- Exercise details
Reproduce the stretch from the start of the rows through the line that contains "box: [477, 227, 499, 266]", keeping every character as it appears.

··· Excerpted records

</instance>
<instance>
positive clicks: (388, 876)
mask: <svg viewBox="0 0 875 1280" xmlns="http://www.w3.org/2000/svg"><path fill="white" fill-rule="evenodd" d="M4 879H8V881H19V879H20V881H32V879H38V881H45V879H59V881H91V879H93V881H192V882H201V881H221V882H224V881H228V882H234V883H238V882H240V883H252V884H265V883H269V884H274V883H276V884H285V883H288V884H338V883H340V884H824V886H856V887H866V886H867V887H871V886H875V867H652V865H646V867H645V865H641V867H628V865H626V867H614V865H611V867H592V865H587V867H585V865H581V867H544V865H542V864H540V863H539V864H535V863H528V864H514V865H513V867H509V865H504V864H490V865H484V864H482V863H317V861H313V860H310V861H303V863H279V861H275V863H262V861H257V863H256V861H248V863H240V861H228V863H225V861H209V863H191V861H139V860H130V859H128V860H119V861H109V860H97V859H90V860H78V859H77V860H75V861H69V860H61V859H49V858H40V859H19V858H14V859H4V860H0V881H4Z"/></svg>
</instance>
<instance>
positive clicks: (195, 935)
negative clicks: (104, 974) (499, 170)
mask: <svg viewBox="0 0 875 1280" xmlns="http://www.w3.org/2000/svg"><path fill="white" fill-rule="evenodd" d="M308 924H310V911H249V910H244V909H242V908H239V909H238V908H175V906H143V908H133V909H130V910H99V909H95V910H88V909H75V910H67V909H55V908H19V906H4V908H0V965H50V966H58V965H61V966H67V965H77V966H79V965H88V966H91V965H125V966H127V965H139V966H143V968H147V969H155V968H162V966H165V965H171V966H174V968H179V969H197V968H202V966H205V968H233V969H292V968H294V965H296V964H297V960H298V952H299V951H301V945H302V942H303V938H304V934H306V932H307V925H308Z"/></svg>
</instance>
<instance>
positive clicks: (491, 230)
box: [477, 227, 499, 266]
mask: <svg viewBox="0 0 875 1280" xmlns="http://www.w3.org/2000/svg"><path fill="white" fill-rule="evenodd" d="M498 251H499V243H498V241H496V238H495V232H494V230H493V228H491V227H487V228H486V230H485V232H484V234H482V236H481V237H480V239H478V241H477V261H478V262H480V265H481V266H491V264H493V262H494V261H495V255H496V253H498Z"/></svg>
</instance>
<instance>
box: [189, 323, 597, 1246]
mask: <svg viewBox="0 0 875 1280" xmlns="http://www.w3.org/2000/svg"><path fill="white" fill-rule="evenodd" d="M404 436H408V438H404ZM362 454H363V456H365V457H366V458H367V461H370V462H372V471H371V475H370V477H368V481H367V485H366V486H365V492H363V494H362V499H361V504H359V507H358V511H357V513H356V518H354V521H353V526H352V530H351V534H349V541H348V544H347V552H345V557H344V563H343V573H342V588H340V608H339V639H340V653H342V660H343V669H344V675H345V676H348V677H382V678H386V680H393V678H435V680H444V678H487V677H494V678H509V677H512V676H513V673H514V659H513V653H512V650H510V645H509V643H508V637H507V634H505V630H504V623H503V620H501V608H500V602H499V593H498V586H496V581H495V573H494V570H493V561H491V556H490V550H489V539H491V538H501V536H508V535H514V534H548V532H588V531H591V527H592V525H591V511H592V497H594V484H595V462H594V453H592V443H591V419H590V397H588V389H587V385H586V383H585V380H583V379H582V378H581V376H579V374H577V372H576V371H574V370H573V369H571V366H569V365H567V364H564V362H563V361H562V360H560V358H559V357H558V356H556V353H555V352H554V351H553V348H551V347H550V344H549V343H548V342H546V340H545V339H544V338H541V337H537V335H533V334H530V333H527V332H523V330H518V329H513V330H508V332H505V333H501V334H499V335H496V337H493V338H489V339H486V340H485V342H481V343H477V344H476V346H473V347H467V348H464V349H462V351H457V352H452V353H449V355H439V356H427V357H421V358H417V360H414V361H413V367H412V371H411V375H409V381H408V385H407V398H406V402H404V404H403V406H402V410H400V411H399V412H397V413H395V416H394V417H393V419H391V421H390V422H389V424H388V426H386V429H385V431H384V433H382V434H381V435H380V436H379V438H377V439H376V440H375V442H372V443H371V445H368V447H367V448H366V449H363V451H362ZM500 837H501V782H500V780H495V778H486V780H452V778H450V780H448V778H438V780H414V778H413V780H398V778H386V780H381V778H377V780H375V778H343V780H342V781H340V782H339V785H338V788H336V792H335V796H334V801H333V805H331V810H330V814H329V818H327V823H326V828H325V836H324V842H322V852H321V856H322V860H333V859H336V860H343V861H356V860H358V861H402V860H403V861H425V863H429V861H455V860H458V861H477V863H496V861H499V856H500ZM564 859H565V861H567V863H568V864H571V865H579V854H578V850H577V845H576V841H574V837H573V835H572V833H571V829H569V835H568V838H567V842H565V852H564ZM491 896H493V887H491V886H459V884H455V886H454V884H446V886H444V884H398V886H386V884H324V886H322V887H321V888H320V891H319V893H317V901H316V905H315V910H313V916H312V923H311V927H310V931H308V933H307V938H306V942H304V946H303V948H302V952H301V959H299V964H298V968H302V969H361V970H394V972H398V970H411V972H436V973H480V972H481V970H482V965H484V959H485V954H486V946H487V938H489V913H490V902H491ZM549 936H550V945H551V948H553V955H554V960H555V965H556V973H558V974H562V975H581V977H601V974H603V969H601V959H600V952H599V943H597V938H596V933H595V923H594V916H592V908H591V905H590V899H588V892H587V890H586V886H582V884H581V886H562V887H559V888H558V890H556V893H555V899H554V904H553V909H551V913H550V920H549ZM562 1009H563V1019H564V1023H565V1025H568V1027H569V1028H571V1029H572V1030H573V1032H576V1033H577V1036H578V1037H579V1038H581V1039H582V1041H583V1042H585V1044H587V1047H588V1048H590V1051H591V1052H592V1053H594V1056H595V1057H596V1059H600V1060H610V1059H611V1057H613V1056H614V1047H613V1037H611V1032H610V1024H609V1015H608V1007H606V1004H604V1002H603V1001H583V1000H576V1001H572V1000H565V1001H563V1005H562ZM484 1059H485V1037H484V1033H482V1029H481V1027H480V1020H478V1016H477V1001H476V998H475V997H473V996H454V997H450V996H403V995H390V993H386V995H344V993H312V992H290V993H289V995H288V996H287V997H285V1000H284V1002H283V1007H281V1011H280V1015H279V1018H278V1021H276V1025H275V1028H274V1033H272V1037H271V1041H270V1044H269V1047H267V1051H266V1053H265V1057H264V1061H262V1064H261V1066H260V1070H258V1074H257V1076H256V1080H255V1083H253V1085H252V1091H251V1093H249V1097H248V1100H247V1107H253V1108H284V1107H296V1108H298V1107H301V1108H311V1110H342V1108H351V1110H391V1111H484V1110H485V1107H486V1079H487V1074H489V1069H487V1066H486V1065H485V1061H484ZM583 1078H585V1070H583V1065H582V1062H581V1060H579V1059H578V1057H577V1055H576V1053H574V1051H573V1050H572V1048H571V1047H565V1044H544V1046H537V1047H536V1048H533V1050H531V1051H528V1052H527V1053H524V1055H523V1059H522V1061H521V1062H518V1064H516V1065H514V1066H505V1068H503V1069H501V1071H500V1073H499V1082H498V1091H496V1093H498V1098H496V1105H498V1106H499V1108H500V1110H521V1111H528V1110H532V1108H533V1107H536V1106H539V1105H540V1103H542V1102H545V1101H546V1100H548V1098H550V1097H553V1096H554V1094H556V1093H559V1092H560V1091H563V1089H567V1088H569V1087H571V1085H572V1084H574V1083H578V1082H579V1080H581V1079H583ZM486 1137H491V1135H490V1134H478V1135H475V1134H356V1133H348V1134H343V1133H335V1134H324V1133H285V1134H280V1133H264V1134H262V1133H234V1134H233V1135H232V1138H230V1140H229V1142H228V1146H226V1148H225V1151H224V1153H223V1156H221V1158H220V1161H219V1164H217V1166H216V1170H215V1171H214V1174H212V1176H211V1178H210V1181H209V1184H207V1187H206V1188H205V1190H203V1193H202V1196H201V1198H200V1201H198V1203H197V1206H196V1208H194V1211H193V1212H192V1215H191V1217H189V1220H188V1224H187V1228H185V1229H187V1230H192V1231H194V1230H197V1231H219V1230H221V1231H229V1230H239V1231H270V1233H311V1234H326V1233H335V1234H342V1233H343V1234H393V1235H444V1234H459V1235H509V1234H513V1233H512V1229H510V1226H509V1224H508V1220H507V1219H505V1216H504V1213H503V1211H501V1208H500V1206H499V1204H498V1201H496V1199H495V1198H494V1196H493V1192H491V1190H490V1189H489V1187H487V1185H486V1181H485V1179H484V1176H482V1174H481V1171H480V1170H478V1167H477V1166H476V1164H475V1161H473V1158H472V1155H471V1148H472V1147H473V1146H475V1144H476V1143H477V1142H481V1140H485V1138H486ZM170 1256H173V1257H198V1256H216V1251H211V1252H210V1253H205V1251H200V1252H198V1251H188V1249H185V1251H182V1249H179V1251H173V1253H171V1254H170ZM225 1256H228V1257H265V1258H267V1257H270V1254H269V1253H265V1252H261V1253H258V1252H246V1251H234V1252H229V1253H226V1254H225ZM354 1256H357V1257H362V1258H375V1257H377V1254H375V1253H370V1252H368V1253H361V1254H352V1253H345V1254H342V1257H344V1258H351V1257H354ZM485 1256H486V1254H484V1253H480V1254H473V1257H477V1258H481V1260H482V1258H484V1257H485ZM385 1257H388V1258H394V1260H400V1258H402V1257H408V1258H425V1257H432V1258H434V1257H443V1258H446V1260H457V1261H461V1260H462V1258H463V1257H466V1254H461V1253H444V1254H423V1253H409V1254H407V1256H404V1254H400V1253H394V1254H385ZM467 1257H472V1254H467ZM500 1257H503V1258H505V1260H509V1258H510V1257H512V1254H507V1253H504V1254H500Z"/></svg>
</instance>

······

- Response for this exercise
</instance>
<instance>
positive clicks: (388, 876)
mask: <svg viewBox="0 0 875 1280" xmlns="http://www.w3.org/2000/svg"><path fill="white" fill-rule="evenodd" d="M4 879H8V881H19V879H20V881H32V879H38V881H45V879H59V881H91V879H93V881H192V882H201V881H221V882H224V881H228V882H234V883H238V882H240V883H252V884H265V883H269V884H274V883H276V884H285V883H288V884H338V883H340V884H824V886H856V887H866V886H867V887H871V886H875V867H652V865H646V867H645V865H641V867H628V865H626V867H614V865H611V867H592V865H587V867H585V865H581V867H544V865H542V864H540V863H539V864H535V863H528V864H514V865H513V867H509V865H504V864H490V865H484V864H482V863H317V861H313V860H310V861H303V863H279V861H275V863H262V861H257V863H256V861H248V863H240V861H228V863H225V861H209V863H191V861H139V860H130V859H128V860H119V861H109V860H97V859H90V860H78V859H77V860H75V861H69V860H61V859H49V858H40V859H19V858H14V859H4V860H0V881H4Z"/></svg>
</instance>
<instance>
positive clicks: (195, 935)
negative clicks: (104, 974) (499, 170)
mask: <svg viewBox="0 0 875 1280" xmlns="http://www.w3.org/2000/svg"><path fill="white" fill-rule="evenodd" d="M308 924H310V911H249V910H244V909H242V908H239V909H238V908H175V906H143V908H133V909H130V910H99V909H95V910H88V909H75V910H67V909H55V908H19V906H4V908H0V965H50V966H58V965H61V966H67V965H77V966H79V965H88V966H91V965H125V966H127V965H139V966H143V968H147V969H155V968H162V966H165V965H171V966H174V968H179V969H197V968H202V966H205V968H233V969H292V968H294V965H296V964H297V960H298V952H299V951H301V945H302V942H303V938H304V934H306V932H307V925H308Z"/></svg>
</instance>
<instance>
positive clicks: (491, 230)
box: [477, 227, 499, 266]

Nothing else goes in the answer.